A French court has given a five-year suspended jail sentence to ex-mercenary Bob Denard for his part in an abortive 1995 coup in the Comoros Islands.
Bob Denard is a veteran of African civil wars
He was on trial along with 26 alleged accomplices. Mr Denard, 77, a veteran of African conflicts, has Alzheimer's and was not present at the trial.
French troops quickly ended the coup, freeing the captive Comoros president and arresting the mercenaries.
The co-defendants got lesser sentences, but four will not be punished.
Mr Denard was found guilty of "belonging to a gang who conspired to commit a crime".
He had previously been involved in armed activity in Yemen, Benin, Gabon and what is now the Democratic Republic of Congo.
Prosecutors said he took part in an operation in September 1995 in which the then President of the Comoros Islands, Said Mohamed Djohar, was taken hostage.
A MERCENARY IN AFRICA
Played a part in four successful coup attempts in the Comoros
Was active in what is now DR Congo, Yemen, Benin, Gabon
Used bicycles and inflatable boats in his operations
The president was freed unharmed after the French government - acting under a co-operation treaty with the islands - sent troops to crush the revolt.
Back in France, the mercenaries were accused of criminal conspiracy.
Despite Mr Denard's illness, a court medical report found that he should be tried in his absence.
His lawyer argued he had been made a scapegoat by the French state.
The court heard claims - denied by France - that the attempted coup had the backing of the French secret services.
Mr Denard has been tried before over his involvement in a previous coup in the Comoros Islands in 1989, during which another president was assassinated. But at his trial 10 years later he was acquitted of the murder.
The Comoros have experienced more than 20 coups or attempted coups, beginning just weeks after independence from France in 1975.
::::::::::
Work instruction 1.
Do these statements agree with the report on Bob Denard? Answer yes or no for each and quote the words that decide it.
(a) Mr Denard attended his trial.
(b) The Comoros president taken hostage in 1995 was freed unharmed.
(c) Mr Denard was convicted of murder over the 1989 coup in the Comoros Islands.
Work instruction 2. Can you reproduce the report on Bob Denard word for word between "Despite Mr Denard's" and "of the murder.", inclusive?
::::::::::
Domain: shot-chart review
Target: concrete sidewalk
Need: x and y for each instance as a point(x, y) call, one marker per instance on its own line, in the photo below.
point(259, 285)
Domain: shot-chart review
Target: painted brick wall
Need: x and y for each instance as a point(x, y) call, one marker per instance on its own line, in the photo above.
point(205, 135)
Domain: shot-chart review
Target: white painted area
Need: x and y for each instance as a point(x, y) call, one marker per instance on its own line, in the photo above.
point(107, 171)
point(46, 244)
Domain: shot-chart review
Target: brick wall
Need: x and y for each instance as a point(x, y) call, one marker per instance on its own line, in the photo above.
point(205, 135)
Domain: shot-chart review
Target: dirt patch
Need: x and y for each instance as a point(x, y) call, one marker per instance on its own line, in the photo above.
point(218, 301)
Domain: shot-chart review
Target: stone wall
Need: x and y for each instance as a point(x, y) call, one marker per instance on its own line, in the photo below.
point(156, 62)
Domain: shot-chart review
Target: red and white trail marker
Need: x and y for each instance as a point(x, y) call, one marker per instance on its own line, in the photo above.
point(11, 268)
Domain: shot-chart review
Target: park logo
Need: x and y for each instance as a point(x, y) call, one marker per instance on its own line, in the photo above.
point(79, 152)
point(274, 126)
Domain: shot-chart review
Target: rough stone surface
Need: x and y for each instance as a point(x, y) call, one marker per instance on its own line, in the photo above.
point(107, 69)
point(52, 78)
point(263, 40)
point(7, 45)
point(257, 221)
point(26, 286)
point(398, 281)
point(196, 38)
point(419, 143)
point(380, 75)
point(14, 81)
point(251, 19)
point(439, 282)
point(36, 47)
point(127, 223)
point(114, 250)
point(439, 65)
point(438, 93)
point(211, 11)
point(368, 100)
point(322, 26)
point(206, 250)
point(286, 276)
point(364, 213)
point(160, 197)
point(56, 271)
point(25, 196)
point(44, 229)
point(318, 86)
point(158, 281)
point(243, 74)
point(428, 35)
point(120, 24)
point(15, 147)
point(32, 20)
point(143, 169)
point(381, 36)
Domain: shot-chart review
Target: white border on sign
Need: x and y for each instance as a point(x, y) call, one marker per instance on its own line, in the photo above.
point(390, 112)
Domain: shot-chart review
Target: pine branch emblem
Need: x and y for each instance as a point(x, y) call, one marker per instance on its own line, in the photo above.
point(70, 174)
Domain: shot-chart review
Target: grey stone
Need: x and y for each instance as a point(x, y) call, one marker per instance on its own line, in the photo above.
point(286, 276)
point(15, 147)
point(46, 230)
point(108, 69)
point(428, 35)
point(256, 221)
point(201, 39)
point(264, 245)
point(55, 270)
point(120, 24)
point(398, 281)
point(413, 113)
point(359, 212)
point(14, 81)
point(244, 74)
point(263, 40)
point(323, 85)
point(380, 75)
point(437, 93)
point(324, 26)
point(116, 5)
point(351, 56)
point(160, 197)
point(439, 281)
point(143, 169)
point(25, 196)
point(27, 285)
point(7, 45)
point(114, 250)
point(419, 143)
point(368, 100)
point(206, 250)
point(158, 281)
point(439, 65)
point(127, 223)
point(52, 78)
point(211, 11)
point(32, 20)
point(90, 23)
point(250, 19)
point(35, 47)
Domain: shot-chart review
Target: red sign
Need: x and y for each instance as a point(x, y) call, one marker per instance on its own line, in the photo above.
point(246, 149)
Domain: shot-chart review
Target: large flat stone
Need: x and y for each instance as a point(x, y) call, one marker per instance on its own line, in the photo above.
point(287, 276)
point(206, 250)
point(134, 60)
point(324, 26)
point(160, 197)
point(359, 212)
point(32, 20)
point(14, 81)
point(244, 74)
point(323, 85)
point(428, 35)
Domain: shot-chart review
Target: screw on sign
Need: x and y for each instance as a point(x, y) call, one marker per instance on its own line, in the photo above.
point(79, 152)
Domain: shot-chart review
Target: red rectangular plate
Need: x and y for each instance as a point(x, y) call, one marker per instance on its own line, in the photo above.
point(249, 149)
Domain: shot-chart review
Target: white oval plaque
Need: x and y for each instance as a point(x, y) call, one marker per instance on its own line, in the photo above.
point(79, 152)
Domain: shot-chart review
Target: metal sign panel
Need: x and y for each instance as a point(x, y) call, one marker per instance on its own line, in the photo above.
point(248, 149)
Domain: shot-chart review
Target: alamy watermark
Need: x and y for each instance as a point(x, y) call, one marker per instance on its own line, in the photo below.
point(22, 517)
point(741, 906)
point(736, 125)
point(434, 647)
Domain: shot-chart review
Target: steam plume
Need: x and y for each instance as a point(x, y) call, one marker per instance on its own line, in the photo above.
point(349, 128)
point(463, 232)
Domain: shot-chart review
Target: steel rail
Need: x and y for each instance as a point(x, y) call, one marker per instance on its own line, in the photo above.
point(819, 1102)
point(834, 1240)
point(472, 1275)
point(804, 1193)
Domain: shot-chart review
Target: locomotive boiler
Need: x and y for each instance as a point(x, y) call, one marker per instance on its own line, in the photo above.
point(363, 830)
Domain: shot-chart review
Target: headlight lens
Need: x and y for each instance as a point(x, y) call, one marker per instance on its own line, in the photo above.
::::::::::
Exercise output 1.
(a) No: "has Alzheimer's and was not present at the trial."
(b) Yes: "The president was freed unharmed"
(c) No: "he was acquitted of the murder."

Exercise output 2.
Despite Mr Denard's illness, a court medical report found that he should be tried in his absence.
His lawyer argued he had been made a scapegoat by the French state.
The court heard claims - denied by France - that the attempted coup had the backing of the French secret services.
Mr Denard has been tried before over his involvement in a previous coup in the Comoros Islands in 1989, during which another president was assassinated. But at his trial 10 years later he was acquitted of the murder.